---------- ENTRIES SHOWN ----------
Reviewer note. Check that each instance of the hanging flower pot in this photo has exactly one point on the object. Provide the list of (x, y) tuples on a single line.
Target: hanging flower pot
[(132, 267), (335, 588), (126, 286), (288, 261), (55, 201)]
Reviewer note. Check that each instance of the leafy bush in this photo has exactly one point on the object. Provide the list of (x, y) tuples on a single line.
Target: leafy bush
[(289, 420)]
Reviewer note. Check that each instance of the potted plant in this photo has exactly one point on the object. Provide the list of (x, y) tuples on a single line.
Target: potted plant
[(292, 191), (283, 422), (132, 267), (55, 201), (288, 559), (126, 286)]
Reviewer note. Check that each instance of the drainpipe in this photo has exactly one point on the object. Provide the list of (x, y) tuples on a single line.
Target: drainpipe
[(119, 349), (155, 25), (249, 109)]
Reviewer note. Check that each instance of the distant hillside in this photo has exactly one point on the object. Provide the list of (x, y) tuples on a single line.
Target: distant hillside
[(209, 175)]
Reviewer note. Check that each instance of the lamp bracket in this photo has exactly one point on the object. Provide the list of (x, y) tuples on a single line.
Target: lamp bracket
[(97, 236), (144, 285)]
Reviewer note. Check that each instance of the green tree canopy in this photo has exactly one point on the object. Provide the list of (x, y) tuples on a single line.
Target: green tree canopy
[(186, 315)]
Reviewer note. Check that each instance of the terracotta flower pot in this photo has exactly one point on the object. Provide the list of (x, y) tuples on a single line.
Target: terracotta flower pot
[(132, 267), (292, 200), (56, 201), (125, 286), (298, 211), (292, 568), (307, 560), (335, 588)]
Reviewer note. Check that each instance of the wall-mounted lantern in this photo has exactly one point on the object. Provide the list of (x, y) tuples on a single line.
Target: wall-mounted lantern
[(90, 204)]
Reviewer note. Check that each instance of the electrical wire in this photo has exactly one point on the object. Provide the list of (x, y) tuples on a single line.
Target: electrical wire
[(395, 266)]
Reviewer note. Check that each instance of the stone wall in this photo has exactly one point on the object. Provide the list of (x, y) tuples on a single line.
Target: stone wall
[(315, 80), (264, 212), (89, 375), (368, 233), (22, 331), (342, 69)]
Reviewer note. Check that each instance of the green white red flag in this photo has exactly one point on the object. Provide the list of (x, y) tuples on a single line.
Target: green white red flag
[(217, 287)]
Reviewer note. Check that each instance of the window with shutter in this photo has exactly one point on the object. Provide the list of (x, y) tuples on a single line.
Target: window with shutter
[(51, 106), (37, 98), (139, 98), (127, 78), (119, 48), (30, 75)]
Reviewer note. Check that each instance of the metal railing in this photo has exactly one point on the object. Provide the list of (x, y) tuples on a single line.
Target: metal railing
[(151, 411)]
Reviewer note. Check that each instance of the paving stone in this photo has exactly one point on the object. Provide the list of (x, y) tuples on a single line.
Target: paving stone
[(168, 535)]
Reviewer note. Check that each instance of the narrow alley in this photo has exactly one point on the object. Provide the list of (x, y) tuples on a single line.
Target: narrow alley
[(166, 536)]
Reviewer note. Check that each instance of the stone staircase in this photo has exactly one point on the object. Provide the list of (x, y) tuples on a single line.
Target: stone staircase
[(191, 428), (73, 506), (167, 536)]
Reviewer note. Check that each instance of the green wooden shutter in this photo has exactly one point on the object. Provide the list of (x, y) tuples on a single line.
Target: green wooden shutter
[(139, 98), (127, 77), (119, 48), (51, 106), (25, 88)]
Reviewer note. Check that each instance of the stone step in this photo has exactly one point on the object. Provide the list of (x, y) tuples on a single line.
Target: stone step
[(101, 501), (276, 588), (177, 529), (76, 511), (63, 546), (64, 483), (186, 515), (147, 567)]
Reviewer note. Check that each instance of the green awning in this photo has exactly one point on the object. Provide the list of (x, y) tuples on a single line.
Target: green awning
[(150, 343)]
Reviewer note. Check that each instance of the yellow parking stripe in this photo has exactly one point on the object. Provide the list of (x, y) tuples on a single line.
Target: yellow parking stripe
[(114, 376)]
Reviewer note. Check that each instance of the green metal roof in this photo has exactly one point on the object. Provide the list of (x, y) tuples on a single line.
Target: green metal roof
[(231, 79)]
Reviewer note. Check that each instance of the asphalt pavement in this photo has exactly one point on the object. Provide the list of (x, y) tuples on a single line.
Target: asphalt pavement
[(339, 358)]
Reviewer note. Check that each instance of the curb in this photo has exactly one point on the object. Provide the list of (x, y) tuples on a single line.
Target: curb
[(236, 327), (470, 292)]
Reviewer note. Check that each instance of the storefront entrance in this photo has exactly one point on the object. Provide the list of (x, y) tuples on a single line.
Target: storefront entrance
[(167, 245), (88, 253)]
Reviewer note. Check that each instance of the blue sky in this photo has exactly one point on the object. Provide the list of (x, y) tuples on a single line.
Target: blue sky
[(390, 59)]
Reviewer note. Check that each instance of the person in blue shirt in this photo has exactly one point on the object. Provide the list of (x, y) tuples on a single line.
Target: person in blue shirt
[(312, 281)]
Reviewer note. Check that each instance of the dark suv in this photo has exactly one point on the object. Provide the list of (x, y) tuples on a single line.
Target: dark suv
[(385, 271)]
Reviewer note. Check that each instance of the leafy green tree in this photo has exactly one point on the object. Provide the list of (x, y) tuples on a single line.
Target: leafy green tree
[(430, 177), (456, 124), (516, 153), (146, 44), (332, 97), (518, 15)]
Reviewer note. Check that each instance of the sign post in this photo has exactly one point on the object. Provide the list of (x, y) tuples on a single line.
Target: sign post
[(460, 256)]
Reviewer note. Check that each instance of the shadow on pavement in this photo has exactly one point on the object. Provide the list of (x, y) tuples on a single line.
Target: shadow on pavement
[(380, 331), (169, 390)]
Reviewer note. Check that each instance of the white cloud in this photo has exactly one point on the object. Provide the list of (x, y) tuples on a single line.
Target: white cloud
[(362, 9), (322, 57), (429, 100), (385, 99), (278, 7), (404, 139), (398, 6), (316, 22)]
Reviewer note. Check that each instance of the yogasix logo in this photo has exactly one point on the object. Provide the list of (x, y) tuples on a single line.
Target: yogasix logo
----------
---------- ENTRIES SHOWN ----------
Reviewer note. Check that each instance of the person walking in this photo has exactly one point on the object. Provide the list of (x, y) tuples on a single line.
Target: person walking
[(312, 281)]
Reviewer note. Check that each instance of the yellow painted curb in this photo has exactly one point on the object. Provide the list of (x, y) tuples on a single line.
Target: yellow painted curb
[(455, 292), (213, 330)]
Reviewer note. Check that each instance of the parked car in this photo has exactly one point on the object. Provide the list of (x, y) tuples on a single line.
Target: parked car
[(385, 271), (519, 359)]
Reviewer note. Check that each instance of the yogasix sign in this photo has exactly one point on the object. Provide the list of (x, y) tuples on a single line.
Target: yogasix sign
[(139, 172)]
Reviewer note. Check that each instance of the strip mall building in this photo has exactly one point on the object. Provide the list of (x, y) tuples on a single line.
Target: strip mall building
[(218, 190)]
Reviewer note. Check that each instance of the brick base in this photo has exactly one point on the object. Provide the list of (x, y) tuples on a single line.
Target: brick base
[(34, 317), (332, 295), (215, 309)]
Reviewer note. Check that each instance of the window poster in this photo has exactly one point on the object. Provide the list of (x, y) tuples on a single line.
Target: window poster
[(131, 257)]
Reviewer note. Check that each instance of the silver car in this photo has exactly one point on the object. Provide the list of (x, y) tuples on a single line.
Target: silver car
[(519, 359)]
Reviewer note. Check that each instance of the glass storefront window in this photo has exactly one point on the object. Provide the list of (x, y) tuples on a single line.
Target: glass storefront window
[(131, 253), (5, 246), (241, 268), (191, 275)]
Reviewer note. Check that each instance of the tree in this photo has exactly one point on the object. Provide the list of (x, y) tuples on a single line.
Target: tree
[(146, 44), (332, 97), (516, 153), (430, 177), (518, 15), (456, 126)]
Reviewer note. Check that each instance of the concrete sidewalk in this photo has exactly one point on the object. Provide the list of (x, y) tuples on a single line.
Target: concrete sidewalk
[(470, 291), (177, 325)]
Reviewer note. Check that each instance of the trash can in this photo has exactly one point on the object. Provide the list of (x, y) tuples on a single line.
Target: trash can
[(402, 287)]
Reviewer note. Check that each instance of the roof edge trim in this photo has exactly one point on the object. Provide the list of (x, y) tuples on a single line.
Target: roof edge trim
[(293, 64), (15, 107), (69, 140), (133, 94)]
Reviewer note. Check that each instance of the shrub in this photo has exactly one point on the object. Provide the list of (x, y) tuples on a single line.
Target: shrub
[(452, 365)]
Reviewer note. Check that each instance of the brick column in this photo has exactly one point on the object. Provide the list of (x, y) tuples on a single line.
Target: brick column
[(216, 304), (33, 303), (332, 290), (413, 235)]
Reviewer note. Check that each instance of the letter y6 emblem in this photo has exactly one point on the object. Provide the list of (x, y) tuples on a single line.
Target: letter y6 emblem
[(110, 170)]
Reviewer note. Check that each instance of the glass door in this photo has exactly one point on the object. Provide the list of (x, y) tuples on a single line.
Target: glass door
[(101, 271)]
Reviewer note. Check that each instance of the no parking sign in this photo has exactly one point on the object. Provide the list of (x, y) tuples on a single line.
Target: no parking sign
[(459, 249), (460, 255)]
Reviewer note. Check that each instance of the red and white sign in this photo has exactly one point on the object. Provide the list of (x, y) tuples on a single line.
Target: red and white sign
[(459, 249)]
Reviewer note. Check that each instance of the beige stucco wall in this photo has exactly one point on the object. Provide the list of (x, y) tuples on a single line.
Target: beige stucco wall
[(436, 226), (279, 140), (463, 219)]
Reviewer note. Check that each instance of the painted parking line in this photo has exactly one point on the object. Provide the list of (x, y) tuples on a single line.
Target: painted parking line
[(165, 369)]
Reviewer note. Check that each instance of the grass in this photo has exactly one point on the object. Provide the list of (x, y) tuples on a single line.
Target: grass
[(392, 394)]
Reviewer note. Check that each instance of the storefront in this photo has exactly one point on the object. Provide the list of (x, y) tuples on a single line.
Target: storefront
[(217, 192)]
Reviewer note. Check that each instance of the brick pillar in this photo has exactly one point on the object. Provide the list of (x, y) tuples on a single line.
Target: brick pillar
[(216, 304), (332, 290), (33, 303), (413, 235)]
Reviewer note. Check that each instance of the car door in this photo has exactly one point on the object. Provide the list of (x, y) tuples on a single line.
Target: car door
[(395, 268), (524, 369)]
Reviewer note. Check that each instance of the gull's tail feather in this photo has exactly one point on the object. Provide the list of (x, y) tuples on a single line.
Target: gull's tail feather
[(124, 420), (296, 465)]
----------
TASK PROMPT
Render the lines of the records as a numbered list, starting at the line containing "Reviewer note. Check that each instance of the hanging" and ending at the line containing "[(186, 315)]", with both endpoints included. Omit any blank lines.

FULL OUTPUT
1. Reviewer note. Check that each instance of the hanging flower pot in this photo has exactly one point on the object. Provide the list of (x, y) tuples on a single line.
2. Target: hanging flower pot
3. [(132, 267), (335, 588), (126, 286), (288, 261), (55, 201)]
4. Reviewer note. Check that each instance of the leafy bush in this photo has exactly one point on the object. Provide the list of (x, y) tuples on a single line.
5. Target: leafy bush
6. [(289, 420)]
7. Reviewer note. Check that each instance of the potted plant in this photo has exactly one point on the object. Provide the list of (x, y) tuples on a single line.
8. Target: potted plant
9. [(292, 191), (283, 422), (132, 267), (55, 201), (288, 559), (126, 286)]
10. Reviewer note. Check that each instance of the drainpipe in this photo has exactly one point on the object. Provide the list of (x, y) tuples on a single line.
11. Target: drainpipe
12. [(119, 349), (155, 25), (249, 109)]
13. Reviewer note. Check that each instance of the distant hillside in this photo has exactly one point on the object. Provide the list of (x, y) tuples on a single line.
14. Target: distant hillside
15. [(209, 175)]
16. Reviewer note. Check that each instance of the lamp bracket in this photo has exactly one point on the object. Provide the list of (x, y) tuples on a single line.
17. Target: lamp bracket
18. [(97, 236), (144, 285)]
19. Reviewer note. Check that each instance of the green tree canopy in this photo has exactly one point on the object. Provide the list of (x, y) tuples on a single line.
20. Target: green tree canopy
21. [(186, 315)]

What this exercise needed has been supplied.